AIM OF THE TASK: Write out the material below word for word, starting with the line that contains "Locate the dirt" and ending with the line that contains "x=986 y=799", both lines included. Leave the pictures out of your copy.

MATERIAL PROVIDED:
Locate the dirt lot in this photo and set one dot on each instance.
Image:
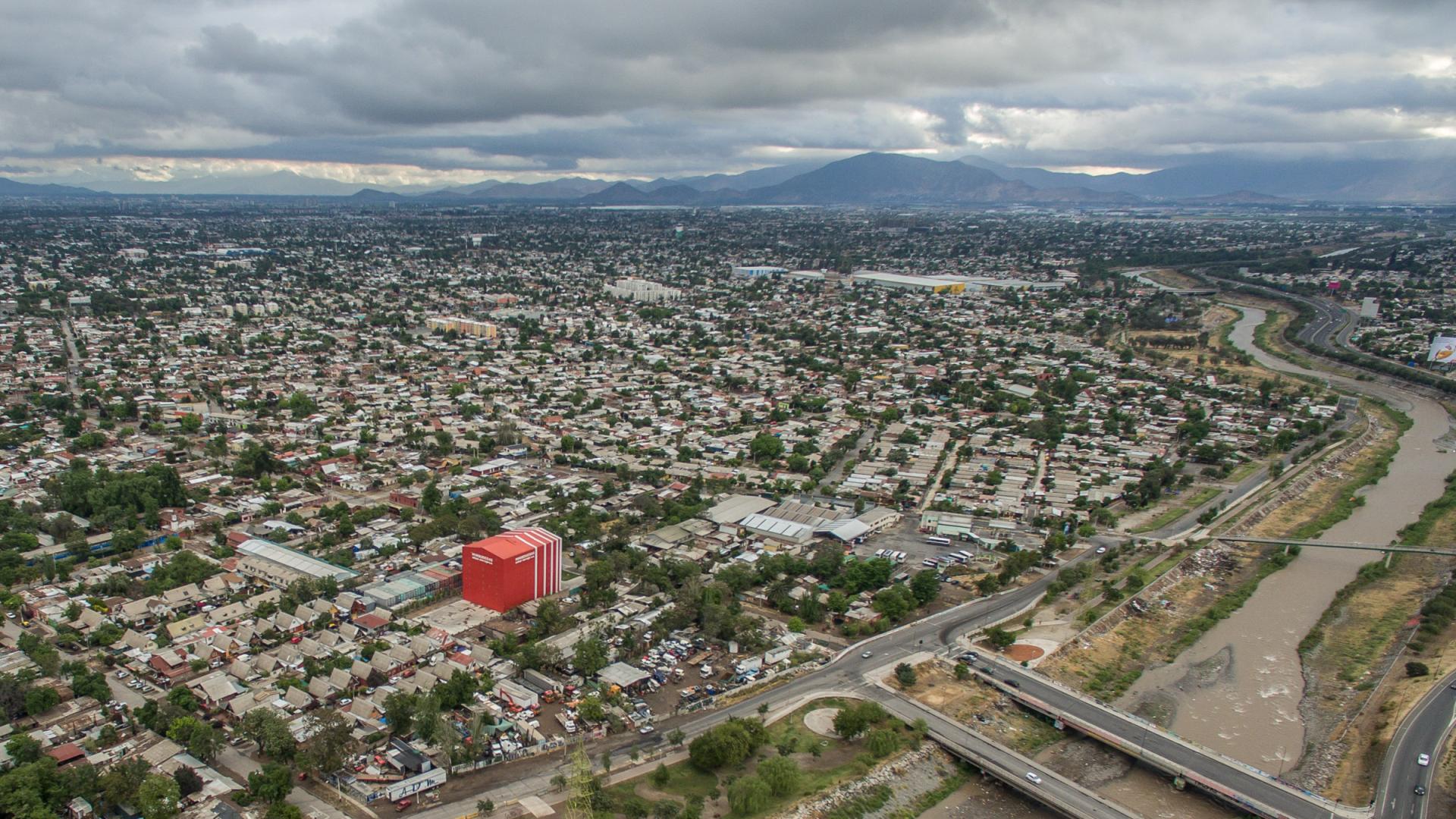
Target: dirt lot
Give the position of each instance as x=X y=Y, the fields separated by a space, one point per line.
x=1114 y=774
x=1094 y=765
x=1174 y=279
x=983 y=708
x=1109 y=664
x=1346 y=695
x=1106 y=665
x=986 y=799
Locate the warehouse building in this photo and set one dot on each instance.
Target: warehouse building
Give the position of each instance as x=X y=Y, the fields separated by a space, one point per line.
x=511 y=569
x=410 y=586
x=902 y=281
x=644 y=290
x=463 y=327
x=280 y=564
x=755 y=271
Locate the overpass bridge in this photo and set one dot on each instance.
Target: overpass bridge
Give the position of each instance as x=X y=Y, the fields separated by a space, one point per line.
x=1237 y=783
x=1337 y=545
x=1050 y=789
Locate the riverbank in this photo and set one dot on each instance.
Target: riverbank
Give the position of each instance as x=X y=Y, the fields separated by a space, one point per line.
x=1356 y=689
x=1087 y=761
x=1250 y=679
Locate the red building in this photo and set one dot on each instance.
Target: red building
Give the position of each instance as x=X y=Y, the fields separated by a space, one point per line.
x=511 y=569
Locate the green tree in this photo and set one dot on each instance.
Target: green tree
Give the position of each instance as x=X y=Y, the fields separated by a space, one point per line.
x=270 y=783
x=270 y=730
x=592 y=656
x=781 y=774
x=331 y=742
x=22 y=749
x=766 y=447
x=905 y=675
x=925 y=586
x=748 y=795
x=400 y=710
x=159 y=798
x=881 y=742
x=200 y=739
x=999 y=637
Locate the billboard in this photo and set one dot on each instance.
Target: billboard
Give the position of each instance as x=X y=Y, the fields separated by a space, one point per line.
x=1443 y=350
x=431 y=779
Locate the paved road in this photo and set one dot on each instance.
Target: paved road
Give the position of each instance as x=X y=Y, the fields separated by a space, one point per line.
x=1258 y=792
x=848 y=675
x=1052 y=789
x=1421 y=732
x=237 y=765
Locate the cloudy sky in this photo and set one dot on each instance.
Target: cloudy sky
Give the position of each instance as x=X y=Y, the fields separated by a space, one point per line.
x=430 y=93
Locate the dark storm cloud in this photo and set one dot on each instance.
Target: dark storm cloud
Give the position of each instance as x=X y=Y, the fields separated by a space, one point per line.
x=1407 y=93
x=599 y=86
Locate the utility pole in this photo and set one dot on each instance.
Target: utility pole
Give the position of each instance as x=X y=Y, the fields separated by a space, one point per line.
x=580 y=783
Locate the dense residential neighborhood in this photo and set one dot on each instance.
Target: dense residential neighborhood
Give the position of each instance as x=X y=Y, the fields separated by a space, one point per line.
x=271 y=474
* * *
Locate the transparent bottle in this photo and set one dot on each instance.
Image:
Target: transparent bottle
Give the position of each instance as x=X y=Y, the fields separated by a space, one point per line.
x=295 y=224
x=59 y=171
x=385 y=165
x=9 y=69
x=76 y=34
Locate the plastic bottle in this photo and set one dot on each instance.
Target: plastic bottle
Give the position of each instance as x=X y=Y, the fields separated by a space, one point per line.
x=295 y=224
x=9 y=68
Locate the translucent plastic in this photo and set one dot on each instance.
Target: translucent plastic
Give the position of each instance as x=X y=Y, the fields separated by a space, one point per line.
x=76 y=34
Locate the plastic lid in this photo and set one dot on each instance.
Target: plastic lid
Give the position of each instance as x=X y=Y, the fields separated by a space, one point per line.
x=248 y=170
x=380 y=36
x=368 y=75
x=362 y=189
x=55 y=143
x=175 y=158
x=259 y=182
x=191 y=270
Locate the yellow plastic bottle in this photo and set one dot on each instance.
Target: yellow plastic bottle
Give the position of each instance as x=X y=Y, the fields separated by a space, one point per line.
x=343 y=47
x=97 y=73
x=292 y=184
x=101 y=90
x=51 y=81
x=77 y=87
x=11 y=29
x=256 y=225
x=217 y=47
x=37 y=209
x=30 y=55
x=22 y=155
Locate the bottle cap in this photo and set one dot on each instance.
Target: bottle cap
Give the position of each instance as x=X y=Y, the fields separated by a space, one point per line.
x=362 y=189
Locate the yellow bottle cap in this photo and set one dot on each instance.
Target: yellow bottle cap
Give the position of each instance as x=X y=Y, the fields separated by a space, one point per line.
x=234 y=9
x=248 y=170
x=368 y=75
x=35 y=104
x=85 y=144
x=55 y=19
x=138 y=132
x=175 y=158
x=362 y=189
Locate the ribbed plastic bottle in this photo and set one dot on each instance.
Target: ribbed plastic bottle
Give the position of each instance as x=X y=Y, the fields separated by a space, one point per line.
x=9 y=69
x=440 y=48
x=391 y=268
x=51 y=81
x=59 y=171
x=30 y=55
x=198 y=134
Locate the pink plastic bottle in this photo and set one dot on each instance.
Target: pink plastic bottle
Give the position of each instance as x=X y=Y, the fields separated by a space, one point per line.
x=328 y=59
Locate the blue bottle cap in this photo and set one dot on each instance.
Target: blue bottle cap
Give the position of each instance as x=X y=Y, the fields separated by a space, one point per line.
---
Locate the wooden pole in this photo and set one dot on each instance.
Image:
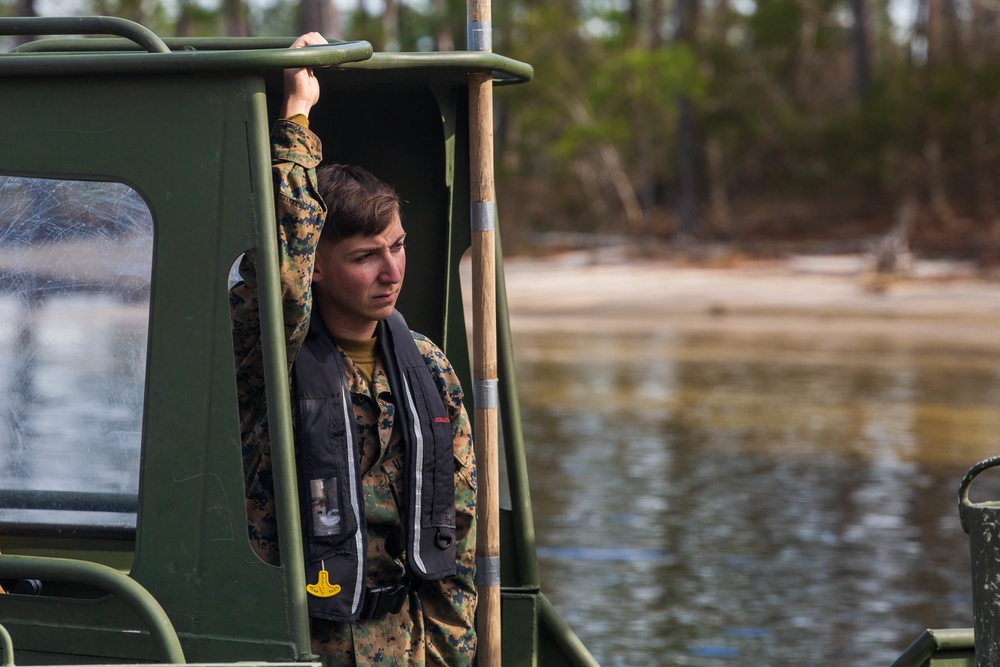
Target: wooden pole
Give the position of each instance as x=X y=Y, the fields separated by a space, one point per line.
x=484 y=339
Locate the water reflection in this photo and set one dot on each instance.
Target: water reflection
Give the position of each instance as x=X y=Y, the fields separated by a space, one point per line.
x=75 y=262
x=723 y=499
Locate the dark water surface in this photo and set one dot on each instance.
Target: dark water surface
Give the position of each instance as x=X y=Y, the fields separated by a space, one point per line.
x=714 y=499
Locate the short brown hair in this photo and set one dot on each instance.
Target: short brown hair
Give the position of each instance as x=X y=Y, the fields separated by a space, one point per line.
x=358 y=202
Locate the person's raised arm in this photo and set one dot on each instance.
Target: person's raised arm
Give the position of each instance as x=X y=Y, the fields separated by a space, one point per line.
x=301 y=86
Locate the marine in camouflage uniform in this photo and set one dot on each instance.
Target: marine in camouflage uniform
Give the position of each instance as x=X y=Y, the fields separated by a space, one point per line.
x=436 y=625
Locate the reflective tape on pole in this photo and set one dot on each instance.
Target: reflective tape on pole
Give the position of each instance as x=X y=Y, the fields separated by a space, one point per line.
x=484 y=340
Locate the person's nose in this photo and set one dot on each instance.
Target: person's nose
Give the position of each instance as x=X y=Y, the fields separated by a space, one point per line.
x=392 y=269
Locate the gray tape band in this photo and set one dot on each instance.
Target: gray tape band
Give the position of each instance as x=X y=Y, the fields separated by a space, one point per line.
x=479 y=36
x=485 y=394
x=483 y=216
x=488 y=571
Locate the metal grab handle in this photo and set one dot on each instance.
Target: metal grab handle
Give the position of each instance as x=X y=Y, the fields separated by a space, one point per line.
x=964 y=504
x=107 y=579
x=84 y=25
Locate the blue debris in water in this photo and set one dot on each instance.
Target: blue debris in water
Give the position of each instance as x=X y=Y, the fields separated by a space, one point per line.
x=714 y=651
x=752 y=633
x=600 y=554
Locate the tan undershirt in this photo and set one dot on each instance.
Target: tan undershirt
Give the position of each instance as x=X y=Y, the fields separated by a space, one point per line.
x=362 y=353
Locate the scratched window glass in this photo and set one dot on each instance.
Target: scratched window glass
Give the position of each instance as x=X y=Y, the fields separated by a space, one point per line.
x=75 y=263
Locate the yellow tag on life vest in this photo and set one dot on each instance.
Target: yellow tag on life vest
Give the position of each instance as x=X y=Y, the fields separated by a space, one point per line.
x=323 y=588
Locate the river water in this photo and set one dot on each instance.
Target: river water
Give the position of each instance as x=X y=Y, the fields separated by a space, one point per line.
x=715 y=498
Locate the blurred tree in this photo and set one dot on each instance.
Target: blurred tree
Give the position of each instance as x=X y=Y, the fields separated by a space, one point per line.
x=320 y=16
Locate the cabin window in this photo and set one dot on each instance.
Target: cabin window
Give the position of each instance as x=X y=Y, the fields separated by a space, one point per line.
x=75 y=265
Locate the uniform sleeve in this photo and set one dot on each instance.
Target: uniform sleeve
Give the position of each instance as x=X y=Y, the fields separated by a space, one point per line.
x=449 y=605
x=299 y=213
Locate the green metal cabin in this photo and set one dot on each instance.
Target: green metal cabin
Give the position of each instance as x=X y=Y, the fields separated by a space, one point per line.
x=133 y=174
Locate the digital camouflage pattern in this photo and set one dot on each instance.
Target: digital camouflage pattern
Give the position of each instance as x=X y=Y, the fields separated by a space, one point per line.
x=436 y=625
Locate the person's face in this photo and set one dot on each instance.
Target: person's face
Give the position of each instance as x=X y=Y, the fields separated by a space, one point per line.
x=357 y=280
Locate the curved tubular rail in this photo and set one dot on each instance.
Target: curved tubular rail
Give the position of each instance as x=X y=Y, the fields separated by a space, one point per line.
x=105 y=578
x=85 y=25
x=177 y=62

TASK ANSWER:
Locate the dirt lot in this photo and set one dot on each instance.
Image:
Target: dirt lot
Give the position of each instance as x=X y=Y, the fields separated by a space, one point per line.
x=1114 y=774
x=1094 y=765
x=1174 y=279
x=983 y=708
x=1109 y=664
x=1346 y=695
x=1106 y=665
x=986 y=799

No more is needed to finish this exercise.